INSTRUCTIONS FOR THE TASK –
From the listing below, pull out all lines with "foreground" in them.

· · · ·

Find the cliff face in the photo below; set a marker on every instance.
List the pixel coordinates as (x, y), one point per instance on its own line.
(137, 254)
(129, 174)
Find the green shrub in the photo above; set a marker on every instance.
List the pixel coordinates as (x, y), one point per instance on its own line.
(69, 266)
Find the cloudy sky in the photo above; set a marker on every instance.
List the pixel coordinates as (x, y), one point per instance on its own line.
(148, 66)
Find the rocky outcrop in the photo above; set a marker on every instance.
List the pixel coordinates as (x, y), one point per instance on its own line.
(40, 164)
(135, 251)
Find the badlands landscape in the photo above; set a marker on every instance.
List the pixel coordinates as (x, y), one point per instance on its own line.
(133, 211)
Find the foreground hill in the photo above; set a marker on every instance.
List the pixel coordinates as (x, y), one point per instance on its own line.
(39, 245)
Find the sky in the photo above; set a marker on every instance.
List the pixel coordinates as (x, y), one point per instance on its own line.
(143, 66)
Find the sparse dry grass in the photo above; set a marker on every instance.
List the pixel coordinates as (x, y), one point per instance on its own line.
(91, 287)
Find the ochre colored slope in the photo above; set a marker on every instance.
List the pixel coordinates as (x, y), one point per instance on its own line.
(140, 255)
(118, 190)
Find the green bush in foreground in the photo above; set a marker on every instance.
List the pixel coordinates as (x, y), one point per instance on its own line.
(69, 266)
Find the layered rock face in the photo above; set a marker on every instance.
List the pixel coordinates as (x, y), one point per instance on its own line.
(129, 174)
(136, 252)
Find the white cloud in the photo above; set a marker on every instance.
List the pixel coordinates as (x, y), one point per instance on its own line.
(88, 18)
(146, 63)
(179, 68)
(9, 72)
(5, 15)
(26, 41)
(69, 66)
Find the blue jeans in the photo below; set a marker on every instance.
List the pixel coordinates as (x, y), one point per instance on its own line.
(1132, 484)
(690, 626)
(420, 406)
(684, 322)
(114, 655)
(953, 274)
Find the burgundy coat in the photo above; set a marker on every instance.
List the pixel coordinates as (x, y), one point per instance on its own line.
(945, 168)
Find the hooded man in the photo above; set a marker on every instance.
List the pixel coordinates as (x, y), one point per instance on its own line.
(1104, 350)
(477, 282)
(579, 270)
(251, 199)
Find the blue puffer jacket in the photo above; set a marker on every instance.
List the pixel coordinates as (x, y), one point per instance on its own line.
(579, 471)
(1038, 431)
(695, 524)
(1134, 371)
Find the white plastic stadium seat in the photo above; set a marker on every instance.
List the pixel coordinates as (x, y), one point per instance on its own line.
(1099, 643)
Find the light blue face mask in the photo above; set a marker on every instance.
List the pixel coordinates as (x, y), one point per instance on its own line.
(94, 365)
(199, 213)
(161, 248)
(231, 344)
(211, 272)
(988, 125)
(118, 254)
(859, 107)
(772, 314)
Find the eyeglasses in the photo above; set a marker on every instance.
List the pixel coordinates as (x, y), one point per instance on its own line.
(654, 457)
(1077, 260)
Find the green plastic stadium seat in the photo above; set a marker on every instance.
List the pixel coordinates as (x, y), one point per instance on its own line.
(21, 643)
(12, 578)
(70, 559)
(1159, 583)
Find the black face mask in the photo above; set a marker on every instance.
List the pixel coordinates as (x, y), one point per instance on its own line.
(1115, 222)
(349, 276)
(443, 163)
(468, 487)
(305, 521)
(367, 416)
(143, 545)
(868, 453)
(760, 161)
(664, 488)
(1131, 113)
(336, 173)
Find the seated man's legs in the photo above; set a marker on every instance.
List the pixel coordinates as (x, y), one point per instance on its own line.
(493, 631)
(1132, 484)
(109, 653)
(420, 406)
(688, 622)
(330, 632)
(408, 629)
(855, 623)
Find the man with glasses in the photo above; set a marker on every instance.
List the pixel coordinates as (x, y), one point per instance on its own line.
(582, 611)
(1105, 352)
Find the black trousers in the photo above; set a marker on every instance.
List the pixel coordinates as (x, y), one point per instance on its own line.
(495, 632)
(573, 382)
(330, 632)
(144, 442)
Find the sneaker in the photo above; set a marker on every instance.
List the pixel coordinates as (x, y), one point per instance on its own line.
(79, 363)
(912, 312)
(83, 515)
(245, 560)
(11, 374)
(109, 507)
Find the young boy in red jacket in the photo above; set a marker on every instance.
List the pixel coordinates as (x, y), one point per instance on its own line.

· · · ·

SOLUTION FOR THIS EXERCISE –
Find the foreground hill in the photo above; set a marker on every instance.
Find the green bush in foreground in the photo above; set a marker on every instance.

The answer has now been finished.